WORK REQUIRED: Rescale the rows that run from the one containing "If you could point out the clear" through the last of the rows below, both ends included, and write out only those rows in full with their requests. Multiply each point coordinate in the answers by 1.45 and round to the nearest whole number, with halves rounding up.

EXTRACTED MATERIAL:
______

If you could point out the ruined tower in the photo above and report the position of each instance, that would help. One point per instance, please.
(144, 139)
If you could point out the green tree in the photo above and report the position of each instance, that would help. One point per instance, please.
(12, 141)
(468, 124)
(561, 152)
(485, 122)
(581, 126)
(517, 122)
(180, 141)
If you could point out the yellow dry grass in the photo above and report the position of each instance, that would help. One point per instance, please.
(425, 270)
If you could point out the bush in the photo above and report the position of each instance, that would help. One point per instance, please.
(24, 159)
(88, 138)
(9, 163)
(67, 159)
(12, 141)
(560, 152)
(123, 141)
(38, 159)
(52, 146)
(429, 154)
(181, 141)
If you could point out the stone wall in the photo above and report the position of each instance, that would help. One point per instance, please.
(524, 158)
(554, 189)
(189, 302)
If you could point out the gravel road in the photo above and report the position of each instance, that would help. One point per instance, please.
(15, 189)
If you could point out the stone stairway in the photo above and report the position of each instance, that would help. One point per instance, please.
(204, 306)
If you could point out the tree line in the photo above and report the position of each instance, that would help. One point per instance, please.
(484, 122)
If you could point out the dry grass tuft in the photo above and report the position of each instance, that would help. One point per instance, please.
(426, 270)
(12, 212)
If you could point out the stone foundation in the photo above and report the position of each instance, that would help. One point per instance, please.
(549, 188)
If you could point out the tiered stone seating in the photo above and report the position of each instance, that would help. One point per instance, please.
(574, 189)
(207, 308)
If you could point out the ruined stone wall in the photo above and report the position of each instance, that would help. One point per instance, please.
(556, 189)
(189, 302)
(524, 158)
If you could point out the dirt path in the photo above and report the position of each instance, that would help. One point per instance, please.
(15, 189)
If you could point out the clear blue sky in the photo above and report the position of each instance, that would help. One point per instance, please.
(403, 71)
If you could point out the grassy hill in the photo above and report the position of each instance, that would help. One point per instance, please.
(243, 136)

______

EXERCISE ANSWER:
If you could point out the clear blue sky in the photo above and report the position of each instance, that would help. One point per instance, please.
(584, 103)
If you could point out the grassy hill in the photo above and report the position of each instance, that would help. One point per instance, please.
(352, 197)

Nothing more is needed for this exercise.